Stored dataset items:

==================================================

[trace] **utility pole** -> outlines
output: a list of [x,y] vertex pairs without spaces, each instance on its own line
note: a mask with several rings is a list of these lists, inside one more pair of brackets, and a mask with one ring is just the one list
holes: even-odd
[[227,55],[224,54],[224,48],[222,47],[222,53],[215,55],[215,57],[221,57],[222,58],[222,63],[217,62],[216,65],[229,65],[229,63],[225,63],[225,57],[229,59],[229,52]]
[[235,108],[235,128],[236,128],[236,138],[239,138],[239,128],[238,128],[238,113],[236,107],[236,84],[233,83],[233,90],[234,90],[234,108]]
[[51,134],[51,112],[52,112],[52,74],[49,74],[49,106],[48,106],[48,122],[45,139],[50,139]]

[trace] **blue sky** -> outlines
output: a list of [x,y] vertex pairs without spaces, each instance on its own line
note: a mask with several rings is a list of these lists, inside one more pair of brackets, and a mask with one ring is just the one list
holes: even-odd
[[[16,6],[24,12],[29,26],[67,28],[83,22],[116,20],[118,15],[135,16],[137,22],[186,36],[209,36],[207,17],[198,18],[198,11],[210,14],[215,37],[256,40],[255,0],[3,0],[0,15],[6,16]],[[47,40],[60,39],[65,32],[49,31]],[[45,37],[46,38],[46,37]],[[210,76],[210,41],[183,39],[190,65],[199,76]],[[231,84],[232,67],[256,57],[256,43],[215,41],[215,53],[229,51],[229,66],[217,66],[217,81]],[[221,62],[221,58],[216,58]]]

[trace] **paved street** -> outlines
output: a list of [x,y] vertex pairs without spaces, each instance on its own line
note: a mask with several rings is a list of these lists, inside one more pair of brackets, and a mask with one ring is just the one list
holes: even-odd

==================================================

Problem to solve: Retype every row above character for character, keeping each line in its original order.

Result of the task:
[trace] **utility pole** -> outlines
output: a list of [x,y] vertex pairs without spaces, each instance on its own line
note: a mask with several rings is a list of these lists, inside one more pair of brackets, and a mask with one ring is just the one list
holes: even-odd
[[227,55],[224,54],[224,48],[222,47],[222,53],[215,55],[215,57],[221,57],[222,58],[222,63],[217,62],[216,65],[229,65],[229,63],[225,63],[225,57],[229,59],[229,52]]
[[235,108],[235,128],[236,128],[236,138],[239,138],[239,128],[238,128],[238,113],[236,107],[236,84],[233,83],[233,90],[234,90],[234,108]]
[[51,134],[51,112],[52,112],[52,74],[49,74],[49,106],[48,106],[48,122],[45,139],[50,139]]

[trace] **blue sky** -> outlines
output: a list of [x,y] vertex pairs without spaces, each instance on its own line
note: a mask with several rings is a list of these lists, inside one more pair of brackets, and a mask with one ring is just the one list
holes: even-odd
[[[16,6],[24,12],[29,26],[67,28],[83,22],[116,20],[118,15],[135,16],[137,22],[186,36],[209,36],[207,17],[198,18],[198,11],[210,14],[215,37],[256,40],[255,0],[3,0],[0,15],[6,16]],[[47,40],[60,39],[65,32],[49,31]],[[45,37],[46,38],[46,37]],[[210,76],[210,41],[183,39],[190,65],[199,76]],[[231,84],[232,67],[256,57],[256,43],[215,41],[215,53],[229,51],[229,66],[217,66],[217,81]],[[221,62],[221,58],[216,58]]]

[trace] **paved street** -> outlines
output: a list of [x,y] vertex pairs without spaces, each instance on its own line
note: a mask with several rings is a list of these lists, inside one more pair of brackets, and a mask with one ring is just the one list
holes: even-odd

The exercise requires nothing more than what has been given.